Written problem 1:
According to the article on Abelino Chub's release, since when has Eduardo Bin been in pretrial detention?

Text excerpt:

* * * * *

May 3, 2019

Abelino Chub is free, other Q'eqchi leaders are wrongly imprisoned


If you were following GHRC on social media last week, you will know that last Friday, Maya Q’eqchi' land defender Abelino Chub Caal was absolved of all charges and finally released from jail after being detained more than two years.  The trial illustrated how the criminal justice system in Guatemala is abused to stop the legitimate work of land rights defenders. Read our detailed observation report here and daily bulletins written by Guatemalan organizations here.

Thanks to everyone who took action. More than 500 people signed a petition to Guatemala’s Attorney General Porras about Abelino’s detention, while more than 130 organizations signed a letter demanding the state protect land defenders, not criminalize them.

While Abelino’s trial was happening in Guatemala City, Q’eqchi' fisherman Eduardo Bin faced trial in Puerto Barrios and in Coban, Q’eqchi' teacher Bernardo Caal attended a hearing.  Below you will find a more detailed description of the three cases, a small representation of hundreds of Q'eqchi land and environmental defenders victim to false and malicious prosection, a form criminalization.   Before his case was moved to a high-risk court in Guatemala City, Abelino Chub faced a Puerto Barrios courtroom.  Judges in Coban and Puerto Barrios, where Maya Q’eqchi’ land defenders are most often processed, have repeatedly, and illegally, barred public hearings, pursued prosecution against recommendations of prosecutors, and routinely applied pretrial detention in an abusive and illegal manner that amounts to arbitrary detention.



Eduardo Bin has been in pretrial detention since June 2018, accused of land occupation because, like Abelino, he assisted a Q’eqchi' community in a government dialog table. The verdict in Eduardo Bin's case will be delivered today Friday, May 3. Next week, Eduardo will face a second, unrelated trial, responding to charges brought by the CGN nickel mining company in retaliation for fisherman’s protests against contamination of Izabal Lake.  The same judge, Anibal Arteaga, who ordered Abelino’s case to go to trial and for him to remain in pretrial detention, also presided over the preliminary hearings in Eduardo’s case.

* * * * *

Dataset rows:
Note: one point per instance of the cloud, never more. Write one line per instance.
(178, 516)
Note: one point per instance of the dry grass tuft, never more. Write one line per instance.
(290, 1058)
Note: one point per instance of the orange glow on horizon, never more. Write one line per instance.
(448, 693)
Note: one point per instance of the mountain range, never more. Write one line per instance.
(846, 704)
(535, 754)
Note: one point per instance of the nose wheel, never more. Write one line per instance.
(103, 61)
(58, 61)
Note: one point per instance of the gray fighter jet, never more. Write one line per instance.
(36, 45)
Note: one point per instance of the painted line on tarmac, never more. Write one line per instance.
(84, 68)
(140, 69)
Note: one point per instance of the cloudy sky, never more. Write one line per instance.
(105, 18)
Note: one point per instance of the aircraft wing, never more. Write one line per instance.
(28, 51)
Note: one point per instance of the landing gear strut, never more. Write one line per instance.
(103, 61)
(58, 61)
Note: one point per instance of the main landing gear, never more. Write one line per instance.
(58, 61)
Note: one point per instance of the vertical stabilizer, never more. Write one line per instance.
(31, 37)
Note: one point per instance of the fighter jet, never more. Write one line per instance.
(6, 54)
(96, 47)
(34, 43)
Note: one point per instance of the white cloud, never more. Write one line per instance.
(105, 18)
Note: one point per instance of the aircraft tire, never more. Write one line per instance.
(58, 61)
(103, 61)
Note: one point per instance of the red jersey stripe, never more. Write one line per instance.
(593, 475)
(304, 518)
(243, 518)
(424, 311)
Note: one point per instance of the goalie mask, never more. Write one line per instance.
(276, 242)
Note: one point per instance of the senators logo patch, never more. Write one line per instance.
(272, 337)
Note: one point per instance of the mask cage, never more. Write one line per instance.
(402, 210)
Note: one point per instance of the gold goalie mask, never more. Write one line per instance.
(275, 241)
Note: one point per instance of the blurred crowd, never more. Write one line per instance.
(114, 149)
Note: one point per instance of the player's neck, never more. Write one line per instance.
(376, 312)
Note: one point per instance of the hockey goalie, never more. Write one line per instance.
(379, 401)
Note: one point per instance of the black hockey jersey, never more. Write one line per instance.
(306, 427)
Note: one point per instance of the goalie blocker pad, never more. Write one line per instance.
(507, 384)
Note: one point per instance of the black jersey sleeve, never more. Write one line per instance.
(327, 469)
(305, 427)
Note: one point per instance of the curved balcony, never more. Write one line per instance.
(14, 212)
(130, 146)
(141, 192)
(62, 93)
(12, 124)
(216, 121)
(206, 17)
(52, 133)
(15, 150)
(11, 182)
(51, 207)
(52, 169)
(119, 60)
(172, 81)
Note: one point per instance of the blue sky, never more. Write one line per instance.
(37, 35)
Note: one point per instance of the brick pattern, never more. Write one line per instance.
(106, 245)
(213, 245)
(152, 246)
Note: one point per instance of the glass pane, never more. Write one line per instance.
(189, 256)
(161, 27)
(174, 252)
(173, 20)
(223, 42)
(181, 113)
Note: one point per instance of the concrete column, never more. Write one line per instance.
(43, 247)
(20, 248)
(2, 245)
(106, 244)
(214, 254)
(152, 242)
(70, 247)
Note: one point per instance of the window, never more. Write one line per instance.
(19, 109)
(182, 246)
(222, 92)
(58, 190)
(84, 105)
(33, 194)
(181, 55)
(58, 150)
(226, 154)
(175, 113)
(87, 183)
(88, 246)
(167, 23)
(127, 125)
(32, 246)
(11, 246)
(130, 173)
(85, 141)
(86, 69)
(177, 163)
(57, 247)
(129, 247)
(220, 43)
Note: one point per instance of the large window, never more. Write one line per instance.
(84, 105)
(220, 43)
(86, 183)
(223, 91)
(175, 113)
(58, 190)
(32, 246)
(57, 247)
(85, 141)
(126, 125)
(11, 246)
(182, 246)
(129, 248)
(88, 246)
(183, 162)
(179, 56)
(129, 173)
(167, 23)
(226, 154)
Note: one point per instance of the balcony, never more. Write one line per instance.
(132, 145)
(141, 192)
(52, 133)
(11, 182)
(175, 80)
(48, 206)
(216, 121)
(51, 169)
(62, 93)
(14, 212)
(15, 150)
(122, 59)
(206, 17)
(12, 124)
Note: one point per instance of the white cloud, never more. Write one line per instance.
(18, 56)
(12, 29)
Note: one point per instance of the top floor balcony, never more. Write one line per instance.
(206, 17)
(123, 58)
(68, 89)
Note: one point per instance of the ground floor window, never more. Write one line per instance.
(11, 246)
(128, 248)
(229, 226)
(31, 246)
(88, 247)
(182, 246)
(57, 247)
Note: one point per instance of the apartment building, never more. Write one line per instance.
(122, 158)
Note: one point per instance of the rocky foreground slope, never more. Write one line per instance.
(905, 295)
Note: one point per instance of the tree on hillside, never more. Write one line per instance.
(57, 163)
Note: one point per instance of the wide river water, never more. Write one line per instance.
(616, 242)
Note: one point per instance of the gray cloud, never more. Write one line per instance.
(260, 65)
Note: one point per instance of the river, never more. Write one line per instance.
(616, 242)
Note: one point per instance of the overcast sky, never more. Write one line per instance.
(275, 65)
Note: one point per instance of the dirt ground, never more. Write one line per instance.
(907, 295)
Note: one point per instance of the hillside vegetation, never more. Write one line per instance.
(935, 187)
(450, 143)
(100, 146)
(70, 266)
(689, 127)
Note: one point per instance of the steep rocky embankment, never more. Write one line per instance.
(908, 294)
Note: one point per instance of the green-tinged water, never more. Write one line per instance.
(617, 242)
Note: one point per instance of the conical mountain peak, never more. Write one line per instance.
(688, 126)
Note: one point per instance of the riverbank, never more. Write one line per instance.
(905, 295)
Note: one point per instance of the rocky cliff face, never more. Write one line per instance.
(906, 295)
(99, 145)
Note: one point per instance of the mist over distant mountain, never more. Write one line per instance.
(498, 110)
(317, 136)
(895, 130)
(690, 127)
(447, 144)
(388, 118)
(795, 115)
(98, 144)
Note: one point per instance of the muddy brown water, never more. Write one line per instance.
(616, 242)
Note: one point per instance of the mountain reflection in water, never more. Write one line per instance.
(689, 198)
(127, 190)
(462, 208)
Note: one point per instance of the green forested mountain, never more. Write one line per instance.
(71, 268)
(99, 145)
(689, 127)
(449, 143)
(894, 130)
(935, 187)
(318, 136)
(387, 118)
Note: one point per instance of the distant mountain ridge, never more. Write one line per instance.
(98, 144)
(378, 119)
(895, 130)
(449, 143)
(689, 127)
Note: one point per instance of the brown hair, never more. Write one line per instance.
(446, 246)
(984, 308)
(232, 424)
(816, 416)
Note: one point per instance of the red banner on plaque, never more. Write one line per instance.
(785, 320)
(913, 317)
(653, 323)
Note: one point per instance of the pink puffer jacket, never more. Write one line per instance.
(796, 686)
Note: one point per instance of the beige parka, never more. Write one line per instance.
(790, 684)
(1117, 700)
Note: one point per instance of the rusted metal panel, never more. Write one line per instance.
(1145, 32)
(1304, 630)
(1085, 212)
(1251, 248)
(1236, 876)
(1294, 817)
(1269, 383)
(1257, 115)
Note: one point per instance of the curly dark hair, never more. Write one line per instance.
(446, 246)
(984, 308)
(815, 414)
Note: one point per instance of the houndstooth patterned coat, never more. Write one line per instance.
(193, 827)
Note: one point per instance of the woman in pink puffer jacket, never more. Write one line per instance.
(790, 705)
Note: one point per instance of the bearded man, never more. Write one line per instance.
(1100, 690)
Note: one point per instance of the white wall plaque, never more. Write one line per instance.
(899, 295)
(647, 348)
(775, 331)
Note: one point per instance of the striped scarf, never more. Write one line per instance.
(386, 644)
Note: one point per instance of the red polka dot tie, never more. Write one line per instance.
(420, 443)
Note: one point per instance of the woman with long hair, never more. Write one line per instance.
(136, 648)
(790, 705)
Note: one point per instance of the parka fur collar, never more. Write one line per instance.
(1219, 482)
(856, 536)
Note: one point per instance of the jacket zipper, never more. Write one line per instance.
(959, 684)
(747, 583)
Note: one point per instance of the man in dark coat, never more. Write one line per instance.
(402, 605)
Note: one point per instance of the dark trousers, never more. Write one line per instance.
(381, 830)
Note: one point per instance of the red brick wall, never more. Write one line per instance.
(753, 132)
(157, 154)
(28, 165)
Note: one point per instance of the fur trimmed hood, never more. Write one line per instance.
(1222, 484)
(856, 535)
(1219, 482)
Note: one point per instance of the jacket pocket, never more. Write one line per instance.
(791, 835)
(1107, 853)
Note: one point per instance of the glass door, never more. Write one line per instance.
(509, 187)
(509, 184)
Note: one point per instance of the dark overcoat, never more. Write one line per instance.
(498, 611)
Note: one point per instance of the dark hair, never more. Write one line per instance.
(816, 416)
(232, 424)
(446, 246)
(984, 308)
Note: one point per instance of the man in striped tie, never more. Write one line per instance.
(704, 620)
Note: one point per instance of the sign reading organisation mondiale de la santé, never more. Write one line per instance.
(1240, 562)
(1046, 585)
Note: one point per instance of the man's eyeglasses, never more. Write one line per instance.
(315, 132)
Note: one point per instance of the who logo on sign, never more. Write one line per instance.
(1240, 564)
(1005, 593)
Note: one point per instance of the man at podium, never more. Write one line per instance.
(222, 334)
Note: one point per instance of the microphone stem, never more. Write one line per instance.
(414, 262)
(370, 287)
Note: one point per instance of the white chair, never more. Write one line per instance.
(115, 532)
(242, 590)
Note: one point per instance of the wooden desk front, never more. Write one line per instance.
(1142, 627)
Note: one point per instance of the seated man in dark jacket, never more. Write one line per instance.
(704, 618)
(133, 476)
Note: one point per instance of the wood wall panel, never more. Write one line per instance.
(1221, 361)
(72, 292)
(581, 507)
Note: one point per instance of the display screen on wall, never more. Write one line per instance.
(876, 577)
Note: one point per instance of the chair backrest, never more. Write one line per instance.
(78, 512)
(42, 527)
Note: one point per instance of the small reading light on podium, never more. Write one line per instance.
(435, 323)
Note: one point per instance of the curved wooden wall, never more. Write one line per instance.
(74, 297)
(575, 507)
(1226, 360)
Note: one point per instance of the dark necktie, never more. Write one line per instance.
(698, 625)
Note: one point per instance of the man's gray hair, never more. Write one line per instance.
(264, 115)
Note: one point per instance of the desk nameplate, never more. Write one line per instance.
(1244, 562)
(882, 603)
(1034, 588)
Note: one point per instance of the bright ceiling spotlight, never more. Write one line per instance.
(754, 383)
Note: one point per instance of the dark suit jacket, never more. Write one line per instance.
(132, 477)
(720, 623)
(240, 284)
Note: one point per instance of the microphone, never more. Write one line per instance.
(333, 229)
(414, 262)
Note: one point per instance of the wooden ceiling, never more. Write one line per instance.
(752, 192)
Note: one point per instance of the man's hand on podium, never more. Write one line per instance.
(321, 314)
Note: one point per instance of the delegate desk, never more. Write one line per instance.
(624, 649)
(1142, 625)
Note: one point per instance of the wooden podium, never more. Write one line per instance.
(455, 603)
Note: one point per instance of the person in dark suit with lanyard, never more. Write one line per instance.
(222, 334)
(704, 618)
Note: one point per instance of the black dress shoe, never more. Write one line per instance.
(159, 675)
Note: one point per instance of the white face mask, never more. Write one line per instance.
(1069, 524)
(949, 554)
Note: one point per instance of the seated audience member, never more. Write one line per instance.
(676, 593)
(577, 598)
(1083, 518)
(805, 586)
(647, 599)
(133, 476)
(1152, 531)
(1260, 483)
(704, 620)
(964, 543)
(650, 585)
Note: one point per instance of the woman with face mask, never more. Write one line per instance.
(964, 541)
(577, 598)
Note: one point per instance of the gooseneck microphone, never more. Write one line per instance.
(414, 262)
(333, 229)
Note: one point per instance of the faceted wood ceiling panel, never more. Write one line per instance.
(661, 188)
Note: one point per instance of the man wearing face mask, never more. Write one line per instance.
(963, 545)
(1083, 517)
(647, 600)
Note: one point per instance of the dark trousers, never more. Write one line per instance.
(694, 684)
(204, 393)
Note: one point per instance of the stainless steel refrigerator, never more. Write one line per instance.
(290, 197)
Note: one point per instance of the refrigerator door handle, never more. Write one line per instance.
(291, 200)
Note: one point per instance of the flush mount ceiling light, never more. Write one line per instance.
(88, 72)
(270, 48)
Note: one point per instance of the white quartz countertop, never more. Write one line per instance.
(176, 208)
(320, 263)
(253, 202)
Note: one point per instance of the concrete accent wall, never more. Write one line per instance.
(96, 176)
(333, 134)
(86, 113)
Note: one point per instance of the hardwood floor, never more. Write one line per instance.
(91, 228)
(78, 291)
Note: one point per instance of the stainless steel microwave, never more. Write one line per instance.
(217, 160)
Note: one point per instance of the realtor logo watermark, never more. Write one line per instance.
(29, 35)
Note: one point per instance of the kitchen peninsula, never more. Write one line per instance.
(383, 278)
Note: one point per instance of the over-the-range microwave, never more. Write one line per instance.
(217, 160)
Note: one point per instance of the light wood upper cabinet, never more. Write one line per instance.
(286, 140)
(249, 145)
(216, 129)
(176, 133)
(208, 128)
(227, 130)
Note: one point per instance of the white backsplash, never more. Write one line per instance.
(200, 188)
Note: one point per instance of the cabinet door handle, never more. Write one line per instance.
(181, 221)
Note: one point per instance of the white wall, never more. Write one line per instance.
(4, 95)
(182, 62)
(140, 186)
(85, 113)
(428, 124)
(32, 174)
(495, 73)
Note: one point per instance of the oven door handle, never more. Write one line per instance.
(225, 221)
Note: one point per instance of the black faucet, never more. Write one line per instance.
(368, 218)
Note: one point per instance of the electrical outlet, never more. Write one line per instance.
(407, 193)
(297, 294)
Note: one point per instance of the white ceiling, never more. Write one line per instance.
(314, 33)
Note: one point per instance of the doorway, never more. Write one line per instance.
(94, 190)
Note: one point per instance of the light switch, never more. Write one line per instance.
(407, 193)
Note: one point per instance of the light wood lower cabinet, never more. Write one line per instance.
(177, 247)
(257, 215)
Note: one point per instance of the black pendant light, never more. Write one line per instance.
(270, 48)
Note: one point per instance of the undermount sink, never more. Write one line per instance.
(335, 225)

* * * * *

Written problem 2:
Edit the dataset rows starting at the first row and ending at the line containing "(290, 1058)", changing "dry grass tuft" to "grass clump" and keeping everything else the same.

Finished answer 1:
Since June 2018.

Finished answer 2:
Note: one point per instance of the cloud, never more. Write one line per instance.
(178, 516)
Note: one point per instance of the grass clump, never more. Write one line per instance.
(290, 1058)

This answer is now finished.